(Natural-language object grounding data)
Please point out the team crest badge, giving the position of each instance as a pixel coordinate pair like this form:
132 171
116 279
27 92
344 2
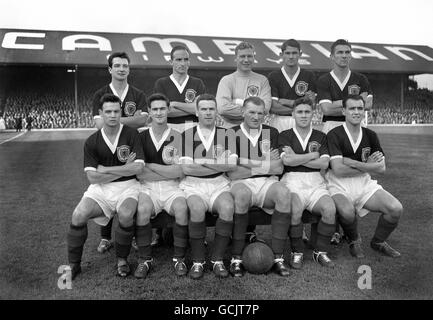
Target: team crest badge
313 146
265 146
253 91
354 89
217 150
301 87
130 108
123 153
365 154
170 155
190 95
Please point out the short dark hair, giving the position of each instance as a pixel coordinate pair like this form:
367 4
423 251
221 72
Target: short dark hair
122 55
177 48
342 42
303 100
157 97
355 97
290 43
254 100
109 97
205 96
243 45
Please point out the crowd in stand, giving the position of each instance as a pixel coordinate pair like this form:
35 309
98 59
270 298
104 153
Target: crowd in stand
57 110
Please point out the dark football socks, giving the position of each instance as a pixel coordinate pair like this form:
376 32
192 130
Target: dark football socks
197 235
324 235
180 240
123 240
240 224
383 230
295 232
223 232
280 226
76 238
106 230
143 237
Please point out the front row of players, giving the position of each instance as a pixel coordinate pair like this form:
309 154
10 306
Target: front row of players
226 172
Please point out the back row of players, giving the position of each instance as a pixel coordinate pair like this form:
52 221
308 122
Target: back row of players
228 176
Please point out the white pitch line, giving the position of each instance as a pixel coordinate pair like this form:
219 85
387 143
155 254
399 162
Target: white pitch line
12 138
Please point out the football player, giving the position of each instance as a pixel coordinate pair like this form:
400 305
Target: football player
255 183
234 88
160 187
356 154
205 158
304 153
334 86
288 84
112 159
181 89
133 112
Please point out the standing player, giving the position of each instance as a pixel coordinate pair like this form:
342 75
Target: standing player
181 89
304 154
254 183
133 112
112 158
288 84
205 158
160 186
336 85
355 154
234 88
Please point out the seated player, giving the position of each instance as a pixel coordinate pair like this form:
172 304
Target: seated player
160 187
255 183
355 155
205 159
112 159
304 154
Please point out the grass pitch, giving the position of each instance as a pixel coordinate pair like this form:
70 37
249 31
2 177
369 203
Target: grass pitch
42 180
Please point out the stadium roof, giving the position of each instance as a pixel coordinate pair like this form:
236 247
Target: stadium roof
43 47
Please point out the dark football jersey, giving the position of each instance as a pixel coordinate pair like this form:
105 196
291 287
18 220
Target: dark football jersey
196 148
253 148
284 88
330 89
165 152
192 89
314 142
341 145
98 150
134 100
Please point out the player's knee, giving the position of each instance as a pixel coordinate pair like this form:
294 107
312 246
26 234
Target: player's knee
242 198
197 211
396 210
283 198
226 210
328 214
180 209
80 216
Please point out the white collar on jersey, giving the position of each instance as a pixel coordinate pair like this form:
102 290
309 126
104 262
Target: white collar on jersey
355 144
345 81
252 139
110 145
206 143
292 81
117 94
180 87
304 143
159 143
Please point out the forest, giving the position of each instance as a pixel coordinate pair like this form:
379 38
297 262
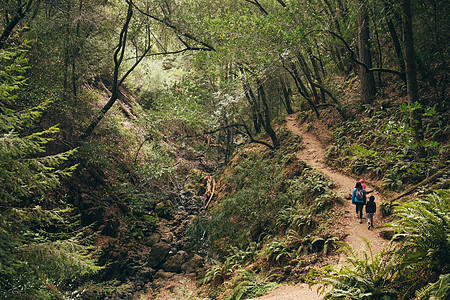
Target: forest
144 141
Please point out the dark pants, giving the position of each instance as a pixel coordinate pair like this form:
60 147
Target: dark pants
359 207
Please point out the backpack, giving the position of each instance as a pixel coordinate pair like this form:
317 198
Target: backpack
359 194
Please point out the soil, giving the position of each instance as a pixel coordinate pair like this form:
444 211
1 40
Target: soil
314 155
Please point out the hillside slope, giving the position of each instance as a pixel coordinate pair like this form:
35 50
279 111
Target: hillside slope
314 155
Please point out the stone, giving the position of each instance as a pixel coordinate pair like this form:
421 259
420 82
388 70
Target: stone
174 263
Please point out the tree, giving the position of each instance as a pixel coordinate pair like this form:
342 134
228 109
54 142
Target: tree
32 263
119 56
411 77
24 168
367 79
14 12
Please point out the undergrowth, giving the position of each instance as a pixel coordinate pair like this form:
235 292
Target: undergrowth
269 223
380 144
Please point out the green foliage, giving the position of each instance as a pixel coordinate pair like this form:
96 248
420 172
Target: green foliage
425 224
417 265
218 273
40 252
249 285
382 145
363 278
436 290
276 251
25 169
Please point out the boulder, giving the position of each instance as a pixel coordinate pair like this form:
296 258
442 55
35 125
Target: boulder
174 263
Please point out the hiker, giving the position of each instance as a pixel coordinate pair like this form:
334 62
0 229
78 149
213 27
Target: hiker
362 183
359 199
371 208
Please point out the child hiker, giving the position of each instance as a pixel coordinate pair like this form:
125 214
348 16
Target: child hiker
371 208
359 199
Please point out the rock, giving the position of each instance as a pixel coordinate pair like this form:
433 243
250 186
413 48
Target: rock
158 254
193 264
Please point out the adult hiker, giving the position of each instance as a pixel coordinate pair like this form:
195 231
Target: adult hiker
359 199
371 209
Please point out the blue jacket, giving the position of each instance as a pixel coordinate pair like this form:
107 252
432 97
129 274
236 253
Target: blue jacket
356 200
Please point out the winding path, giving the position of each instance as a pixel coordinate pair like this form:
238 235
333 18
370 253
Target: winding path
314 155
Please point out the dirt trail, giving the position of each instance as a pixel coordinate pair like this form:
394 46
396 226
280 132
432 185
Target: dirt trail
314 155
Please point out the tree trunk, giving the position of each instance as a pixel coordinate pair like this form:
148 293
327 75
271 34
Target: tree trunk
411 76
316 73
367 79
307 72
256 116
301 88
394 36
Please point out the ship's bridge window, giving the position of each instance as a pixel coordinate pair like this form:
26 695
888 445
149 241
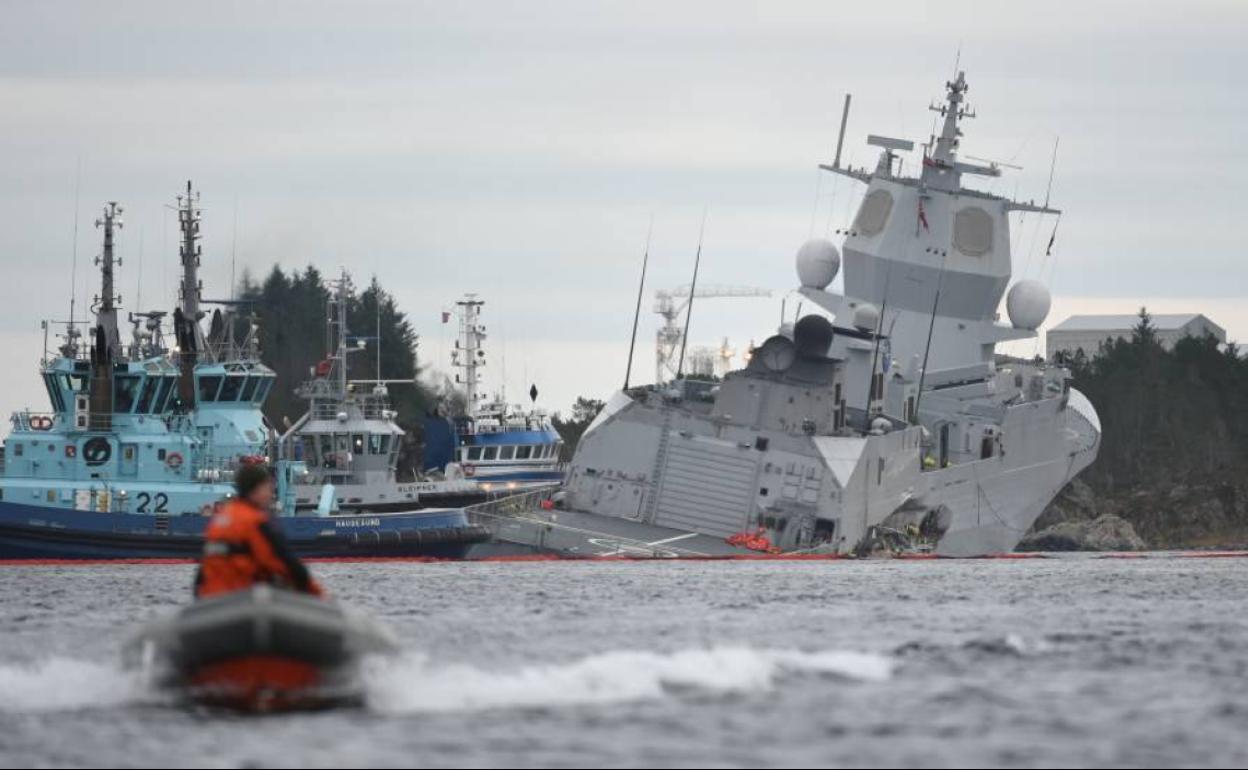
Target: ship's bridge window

INSTRUCTIONS FOR THE TASK:
Across the data shown above, how many lines carry the string "ship"? Reply with the figure by itself.

ANSWER TO THIS TASK:
2